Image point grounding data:
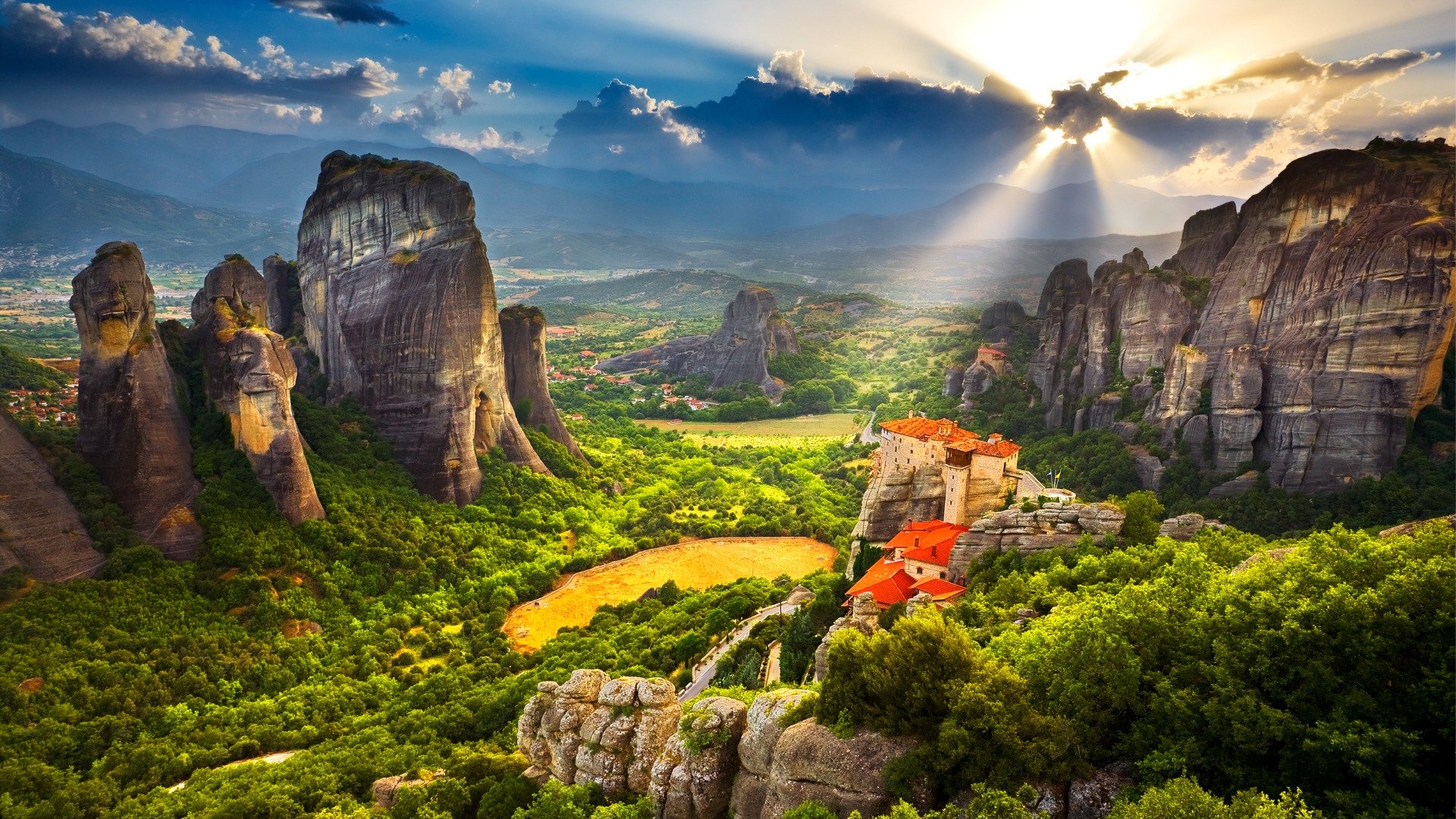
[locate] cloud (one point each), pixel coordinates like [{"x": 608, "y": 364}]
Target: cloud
[
  {"x": 786, "y": 67},
  {"x": 450, "y": 95},
  {"x": 487, "y": 140},
  {"x": 1079, "y": 110},
  {"x": 55, "y": 63},
  {"x": 343, "y": 11}
]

## Your goal
An unchanged copy of the data, images excluded, is all that should be given.

## Answer section
[locate] cloud (one point each), pixel coordinates like [{"x": 608, "y": 364}]
Target: cloud
[
  {"x": 786, "y": 67},
  {"x": 450, "y": 95},
  {"x": 487, "y": 140},
  {"x": 1079, "y": 110},
  {"x": 55, "y": 63},
  {"x": 343, "y": 11}
]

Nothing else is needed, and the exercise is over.